_REQUIRED ACTION 1:_ In the art therapist's testimony about COVID-19, at what time each day does the leader speak?
_REQUIRED ACTION 2:_ Write a continuation of the art therapist's testimony about COVID-19, starting after its final sentence.

In the Chart of Humanities, we collect the voices of experts from the Humanities for Health who told us about their guiding pillars at the time of COVID-19. We report here the testimony of Stephen Legari, art therapist at the Montreal Museum of Fine Arts (Canada) and member of our international Faculty.
I am limited therefore I try to expand in space. I move my limbs like a wild animal. I move to music. I move to the chatter in my mind. I move to the story I am telling myself. I sit down to meditate and my body rebels. I do yoga and my body rebels. Today I rode my bicycle because it is permitted here despite the enforcement of distance. My body needs other bodies so I console myself. I hold myself. And when my wife returns from the hospital I hold her.
At 1pm each day the leader speaks and the numbers rise. My mind goes to work on new and old information. The articles I must edit seem like they are from a different time. But I know that task and purpose are essential to the health of my mind. And so I set my mind to task. I complete something and its feels useful. The mind and the emotion dance.

_INFORMATION:_
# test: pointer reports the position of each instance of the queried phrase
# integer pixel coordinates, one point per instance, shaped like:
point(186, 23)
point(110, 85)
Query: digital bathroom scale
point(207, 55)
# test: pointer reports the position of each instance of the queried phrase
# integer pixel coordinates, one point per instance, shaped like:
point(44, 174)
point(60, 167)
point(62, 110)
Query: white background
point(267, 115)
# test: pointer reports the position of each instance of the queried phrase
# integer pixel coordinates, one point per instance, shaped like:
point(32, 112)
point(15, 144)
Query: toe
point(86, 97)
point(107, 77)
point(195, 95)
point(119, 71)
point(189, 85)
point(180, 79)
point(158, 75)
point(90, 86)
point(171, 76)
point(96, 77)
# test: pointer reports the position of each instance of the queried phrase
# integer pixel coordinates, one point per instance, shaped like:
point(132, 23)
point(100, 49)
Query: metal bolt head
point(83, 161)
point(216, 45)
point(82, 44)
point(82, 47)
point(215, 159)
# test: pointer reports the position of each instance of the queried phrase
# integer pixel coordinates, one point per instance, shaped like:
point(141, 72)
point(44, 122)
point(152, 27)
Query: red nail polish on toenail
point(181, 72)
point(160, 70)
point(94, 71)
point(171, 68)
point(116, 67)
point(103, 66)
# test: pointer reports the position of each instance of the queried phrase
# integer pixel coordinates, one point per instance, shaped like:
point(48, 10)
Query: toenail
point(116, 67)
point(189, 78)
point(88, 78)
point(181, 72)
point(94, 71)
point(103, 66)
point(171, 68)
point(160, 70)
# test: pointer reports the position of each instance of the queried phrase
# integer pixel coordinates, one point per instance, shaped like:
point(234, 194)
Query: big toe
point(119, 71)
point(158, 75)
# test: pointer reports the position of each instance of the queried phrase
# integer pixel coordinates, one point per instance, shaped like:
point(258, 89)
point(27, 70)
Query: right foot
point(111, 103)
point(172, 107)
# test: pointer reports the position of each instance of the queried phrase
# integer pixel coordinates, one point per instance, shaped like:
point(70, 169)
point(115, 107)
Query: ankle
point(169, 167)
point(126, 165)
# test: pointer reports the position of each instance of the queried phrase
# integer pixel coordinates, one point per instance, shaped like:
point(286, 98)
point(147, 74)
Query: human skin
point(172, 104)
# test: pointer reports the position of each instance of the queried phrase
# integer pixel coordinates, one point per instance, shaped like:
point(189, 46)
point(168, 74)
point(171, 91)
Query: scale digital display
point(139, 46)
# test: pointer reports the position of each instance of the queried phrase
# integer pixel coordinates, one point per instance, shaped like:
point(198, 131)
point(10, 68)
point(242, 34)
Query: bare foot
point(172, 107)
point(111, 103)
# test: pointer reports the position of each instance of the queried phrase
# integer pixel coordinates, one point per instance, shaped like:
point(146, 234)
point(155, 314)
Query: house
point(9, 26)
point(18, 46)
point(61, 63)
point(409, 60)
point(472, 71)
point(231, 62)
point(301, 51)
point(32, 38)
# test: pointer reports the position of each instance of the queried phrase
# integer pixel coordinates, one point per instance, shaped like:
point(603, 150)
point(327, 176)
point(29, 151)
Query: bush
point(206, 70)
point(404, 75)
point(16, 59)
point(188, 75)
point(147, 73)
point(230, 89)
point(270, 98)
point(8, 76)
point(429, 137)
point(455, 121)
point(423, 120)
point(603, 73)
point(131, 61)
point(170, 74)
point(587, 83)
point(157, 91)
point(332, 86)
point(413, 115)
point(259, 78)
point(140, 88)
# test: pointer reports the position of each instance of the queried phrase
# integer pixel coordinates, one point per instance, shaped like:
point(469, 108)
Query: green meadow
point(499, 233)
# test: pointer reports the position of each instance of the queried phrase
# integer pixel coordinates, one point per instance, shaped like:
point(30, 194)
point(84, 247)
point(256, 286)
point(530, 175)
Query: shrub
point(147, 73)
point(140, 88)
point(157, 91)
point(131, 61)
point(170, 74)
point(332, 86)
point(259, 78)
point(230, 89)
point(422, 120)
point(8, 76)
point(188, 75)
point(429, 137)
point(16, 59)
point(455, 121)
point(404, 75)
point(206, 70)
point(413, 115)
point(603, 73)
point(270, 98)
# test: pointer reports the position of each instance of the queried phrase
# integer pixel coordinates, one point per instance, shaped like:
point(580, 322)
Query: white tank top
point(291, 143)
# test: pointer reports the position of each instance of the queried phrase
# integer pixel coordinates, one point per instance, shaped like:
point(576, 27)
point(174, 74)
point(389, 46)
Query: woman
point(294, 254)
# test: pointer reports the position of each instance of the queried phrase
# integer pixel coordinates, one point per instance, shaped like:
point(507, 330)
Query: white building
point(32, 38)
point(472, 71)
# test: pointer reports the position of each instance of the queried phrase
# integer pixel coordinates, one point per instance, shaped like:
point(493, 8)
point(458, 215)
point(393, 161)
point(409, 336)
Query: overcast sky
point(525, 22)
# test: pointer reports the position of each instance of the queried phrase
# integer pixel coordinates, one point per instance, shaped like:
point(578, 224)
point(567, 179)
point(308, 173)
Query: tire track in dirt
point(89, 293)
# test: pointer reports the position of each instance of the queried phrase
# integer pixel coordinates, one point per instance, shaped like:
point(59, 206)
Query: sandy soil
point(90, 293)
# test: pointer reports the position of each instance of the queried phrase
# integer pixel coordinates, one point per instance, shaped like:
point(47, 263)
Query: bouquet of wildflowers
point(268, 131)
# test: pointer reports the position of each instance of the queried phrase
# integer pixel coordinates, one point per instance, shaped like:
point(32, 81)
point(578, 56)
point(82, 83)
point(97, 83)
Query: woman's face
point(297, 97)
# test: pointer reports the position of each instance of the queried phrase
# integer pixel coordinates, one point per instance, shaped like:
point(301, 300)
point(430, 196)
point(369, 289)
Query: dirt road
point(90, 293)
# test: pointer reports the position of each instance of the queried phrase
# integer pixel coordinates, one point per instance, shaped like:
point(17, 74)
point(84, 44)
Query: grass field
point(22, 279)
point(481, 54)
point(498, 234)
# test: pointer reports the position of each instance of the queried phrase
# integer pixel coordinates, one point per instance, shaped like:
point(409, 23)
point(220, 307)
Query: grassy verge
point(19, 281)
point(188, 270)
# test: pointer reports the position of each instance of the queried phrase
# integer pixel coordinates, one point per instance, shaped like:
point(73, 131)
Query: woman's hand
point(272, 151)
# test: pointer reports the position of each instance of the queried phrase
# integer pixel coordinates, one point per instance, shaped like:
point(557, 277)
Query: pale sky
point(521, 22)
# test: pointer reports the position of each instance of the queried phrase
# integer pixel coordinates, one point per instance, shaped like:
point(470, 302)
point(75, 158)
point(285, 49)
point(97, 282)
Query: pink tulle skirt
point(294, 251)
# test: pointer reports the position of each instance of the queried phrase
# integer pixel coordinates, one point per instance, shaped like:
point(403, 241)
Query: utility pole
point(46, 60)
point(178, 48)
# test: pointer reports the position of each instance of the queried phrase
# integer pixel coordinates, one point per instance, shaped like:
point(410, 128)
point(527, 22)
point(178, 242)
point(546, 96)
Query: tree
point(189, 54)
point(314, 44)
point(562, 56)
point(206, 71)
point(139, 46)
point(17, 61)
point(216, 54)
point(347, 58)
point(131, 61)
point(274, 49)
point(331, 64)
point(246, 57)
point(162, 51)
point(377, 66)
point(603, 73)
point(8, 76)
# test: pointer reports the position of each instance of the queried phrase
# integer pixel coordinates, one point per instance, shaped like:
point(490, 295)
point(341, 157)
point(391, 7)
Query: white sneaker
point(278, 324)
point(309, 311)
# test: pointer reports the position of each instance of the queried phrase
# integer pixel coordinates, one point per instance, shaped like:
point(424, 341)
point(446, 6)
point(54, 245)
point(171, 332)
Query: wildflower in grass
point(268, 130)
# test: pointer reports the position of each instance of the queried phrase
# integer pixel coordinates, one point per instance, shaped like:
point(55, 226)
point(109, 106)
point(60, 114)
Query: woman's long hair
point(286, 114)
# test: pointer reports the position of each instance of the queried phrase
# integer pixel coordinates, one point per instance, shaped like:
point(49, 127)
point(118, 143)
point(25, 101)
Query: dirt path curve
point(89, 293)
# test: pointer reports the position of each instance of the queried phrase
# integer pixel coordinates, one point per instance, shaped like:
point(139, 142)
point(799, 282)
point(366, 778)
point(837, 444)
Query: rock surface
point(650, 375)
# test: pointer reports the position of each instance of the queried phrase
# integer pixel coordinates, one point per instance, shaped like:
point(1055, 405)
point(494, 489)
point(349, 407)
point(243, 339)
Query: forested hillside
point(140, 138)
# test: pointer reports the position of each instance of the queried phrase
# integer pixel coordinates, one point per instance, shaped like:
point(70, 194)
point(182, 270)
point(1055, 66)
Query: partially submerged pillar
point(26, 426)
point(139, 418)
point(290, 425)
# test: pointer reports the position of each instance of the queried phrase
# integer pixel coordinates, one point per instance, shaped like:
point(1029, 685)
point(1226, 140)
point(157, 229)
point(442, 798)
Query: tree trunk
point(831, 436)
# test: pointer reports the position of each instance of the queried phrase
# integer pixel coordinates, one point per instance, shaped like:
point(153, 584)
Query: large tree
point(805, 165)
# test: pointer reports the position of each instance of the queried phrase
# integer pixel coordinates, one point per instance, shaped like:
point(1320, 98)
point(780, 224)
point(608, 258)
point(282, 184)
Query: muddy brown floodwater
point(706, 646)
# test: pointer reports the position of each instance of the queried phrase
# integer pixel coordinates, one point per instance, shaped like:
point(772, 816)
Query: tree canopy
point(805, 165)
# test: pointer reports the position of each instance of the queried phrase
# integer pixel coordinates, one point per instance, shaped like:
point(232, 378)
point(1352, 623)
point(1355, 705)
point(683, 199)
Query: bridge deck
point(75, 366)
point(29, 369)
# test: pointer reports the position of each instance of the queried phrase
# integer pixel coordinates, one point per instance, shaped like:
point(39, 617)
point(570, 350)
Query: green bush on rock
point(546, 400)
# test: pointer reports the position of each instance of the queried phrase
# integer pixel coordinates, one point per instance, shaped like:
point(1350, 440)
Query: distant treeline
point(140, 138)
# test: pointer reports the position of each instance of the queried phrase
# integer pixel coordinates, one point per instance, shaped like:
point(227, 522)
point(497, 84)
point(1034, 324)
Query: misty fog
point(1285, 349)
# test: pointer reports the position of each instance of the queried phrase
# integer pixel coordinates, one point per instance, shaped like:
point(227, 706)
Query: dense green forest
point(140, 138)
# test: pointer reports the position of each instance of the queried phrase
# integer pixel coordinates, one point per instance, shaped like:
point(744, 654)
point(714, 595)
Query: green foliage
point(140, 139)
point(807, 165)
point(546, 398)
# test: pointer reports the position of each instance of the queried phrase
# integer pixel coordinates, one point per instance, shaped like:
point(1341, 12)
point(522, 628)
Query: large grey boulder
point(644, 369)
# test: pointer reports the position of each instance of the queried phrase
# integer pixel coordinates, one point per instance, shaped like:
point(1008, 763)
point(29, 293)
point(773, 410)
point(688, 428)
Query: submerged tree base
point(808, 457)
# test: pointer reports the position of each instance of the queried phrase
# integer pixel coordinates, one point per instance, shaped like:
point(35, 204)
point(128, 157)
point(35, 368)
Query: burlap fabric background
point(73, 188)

_WRITTEN ANSWER 1:_ At 1pm.

_WRITTEN ANSWER 2:_
I keep a log each day of who I spoke to. I send emails to people I know are isolated. I send drawings to people who were already vulnerable. I say things on social media that are encouraging. I speak to my father every day. It used to be once a week. I try to find out how my wife is doing at the hospital but she is too busy to reply. I dance over the internet with friends and family. I zoom and zoom and zoom. The world is now a grid of faces on my computer screen.